Excerpts of location labeling data:
------------------------------------------------

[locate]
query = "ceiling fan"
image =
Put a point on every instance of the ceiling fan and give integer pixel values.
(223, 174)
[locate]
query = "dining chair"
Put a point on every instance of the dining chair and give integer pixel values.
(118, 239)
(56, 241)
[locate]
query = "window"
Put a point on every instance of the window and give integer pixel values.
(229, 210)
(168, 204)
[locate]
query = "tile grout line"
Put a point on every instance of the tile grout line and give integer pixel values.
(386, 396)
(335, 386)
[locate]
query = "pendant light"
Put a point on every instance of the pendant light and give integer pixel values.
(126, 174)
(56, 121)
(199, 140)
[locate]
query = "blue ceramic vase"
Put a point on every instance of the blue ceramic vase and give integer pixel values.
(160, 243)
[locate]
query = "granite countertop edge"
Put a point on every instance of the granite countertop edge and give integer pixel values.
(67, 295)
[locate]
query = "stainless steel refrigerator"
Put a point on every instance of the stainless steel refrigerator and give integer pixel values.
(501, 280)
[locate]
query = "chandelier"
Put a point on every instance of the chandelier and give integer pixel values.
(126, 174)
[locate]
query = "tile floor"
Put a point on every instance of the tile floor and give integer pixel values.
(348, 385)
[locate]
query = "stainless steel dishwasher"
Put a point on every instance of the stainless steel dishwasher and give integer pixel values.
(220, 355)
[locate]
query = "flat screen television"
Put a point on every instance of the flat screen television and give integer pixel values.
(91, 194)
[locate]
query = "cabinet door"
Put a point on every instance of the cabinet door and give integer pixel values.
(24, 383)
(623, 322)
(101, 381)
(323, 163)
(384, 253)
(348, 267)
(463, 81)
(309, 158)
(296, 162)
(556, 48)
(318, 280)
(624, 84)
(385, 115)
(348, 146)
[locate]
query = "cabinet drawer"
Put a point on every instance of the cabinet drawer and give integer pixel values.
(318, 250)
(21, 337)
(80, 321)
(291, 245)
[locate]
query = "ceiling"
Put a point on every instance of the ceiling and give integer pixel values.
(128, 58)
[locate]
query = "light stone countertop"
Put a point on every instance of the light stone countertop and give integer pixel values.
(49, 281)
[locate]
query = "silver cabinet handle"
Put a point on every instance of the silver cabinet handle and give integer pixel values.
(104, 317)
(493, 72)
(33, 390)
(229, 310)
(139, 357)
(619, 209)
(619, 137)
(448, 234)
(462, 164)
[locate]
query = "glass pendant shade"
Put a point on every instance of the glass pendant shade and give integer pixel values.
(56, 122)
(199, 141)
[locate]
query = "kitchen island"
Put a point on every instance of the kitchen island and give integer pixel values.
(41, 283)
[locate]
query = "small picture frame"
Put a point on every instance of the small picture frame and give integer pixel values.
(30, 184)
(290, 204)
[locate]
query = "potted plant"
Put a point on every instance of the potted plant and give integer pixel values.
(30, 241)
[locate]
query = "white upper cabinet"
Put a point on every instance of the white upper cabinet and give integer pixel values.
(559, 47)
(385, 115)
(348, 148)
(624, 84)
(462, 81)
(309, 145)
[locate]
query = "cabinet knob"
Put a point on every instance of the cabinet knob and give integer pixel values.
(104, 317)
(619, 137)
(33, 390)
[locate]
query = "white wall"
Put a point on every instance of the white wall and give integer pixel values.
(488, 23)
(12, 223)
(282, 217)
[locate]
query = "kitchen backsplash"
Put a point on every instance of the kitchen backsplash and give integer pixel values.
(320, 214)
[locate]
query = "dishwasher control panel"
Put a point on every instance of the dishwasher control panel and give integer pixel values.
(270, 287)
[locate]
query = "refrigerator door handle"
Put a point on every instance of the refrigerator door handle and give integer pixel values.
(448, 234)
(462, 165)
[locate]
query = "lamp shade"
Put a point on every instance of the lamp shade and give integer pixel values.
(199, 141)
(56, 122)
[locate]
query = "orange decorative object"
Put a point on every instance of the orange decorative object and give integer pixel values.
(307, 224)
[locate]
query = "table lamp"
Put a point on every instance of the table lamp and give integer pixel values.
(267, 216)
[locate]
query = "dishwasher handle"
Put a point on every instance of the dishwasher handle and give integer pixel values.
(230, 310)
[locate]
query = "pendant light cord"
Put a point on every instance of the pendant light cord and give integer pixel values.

------------------------------------------------

Everything in the listing above should be restated exactly.

= Full solution =
[locate]
query = "ceiling fan"
image =
Put a point on every instance of the ceiling fan and give integer pixel values.
(223, 174)
[locate]
query = "dining chair"
Put a point on every instance of the dining chair and give integer pixel values.
(118, 239)
(56, 241)
[locate]
query = "window"
Put a point on every instance of the window and give integer pixel values.
(229, 210)
(168, 204)
[locate]
query = "tile grout line"
Put a point on every instance of the tile grout line and give integer pixel values.
(386, 396)
(335, 386)
[locate]
query = "pendant light"
Put a point on every instance of the pendant light and give integer pixel values.
(126, 174)
(56, 121)
(199, 140)
[locate]
query = "blue ceramic vase"
Put a point on every instance of the blue ceramic vase and give integer pixel values.
(160, 243)
[locate]
query = "granite countertop edge"
Put a point on every instance of the granite countertop edge and give integer pixel values.
(67, 295)
[locate]
query = "stainless steel refrigerator"
Put a point on every instance of the stainless steel refrigerator and give integer pixel values.
(501, 280)
[locate]
query = "chandelier"
Put a point on every instance of the chandelier and give integer pixel values.
(126, 174)
[locate]
query = "tile floor"
Put a point on every instance of the tile floor and give integer pixel values.
(348, 385)
[locate]
query = "stainless steel dishwasher"
Put a point on every instance of the stainless steel dishwasher and give integer pixel values.
(220, 355)
[locate]
query = "flat screen television"
Put a point on every instance of the flat screen television and give integer pixel values.
(91, 194)
[locate]
query = "cabinet door"
Put a point on every instance of the cabinet door and give integer pixel values.
(24, 383)
(623, 322)
(101, 381)
(323, 163)
(384, 253)
(348, 267)
(463, 81)
(309, 158)
(296, 162)
(556, 48)
(318, 280)
(624, 84)
(385, 115)
(348, 146)
[locate]
query = "cabinet drawer"
Put a point on every instance of the cabinet drawer and give integer pixel values.
(318, 250)
(21, 337)
(80, 321)
(291, 245)
[locate]
query = "ceiling"
Put a point on every instance of the ceiling and give integer pixel values.
(128, 58)
[locate]
query = "light stone countertop"
Put a point on every instance of the light stone countertop and give integer pixel values.
(49, 281)
[locate]
query = "silver cabinet handle"
Put a point on every instance of the silver cabinet handle and give integer pixel values.
(104, 317)
(493, 72)
(33, 390)
(229, 310)
(139, 357)
(619, 209)
(619, 137)
(448, 234)
(462, 164)
[locate]
query = "glass pendant shade"
Put a point on every instance of the glass pendant shade and give integer pixel values.
(56, 122)
(199, 141)
[locate]
query = "kitchen island"
Put a point on every instance of the kitchen island and give integer pixel values.
(41, 283)
[locate]
query = "small picture frame"
Put a point on every instance of the small picture frame and give integer pixel values.
(30, 184)
(290, 204)
[locate]
query = "potted plant"
Put a point on every instance of the potted plant and give integer pixel values.
(30, 241)
[locate]
query = "white upper cabinet"
Put a point on every instance of the white upper cabinet and give integer pixel values.
(559, 47)
(385, 115)
(348, 148)
(624, 84)
(462, 81)
(309, 145)
[locate]
query = "cabinet knob"
Put a point on every instance of the cabinet knob and give integer pixel values.
(104, 317)
(619, 137)
(33, 390)
[locate]
query = "white wall"
Put a point on every instance of the white wall and give integer pixel values.
(488, 23)
(12, 223)
(282, 217)
[locate]
query = "kitchen backsplash"
Put a point on every instance of the kitchen backsplash and give integer pixel values.
(320, 214)
[locate]
query = "dishwasher control panel"
Put a point on every instance of the dishwasher control panel and give integer pixel values.
(270, 287)
[locate]
query = "refrigerator door handle"
Put a point on every instance of the refrigerator door handle and give integer pixel values.
(448, 234)
(462, 165)
[locate]
query = "lamp shade"
Put a point on every instance of the lamp shade and give integer pixel values.
(199, 141)
(56, 122)
[locate]
query = "orange decorative object"
Put a point on every instance of the orange decorative object and give integer pixel values.
(307, 224)
[locate]
query = "table lamp"
Put a point on every instance of the table lamp and give integer pixel values.
(267, 216)
[locate]
query = "dishwasher handle"
Put a point on every instance of the dishwasher handle and give integer pixel values.
(230, 310)
[locate]
query = "pendant light cord"
Put a point on every instance of the pendant light cord and give integer pixel values.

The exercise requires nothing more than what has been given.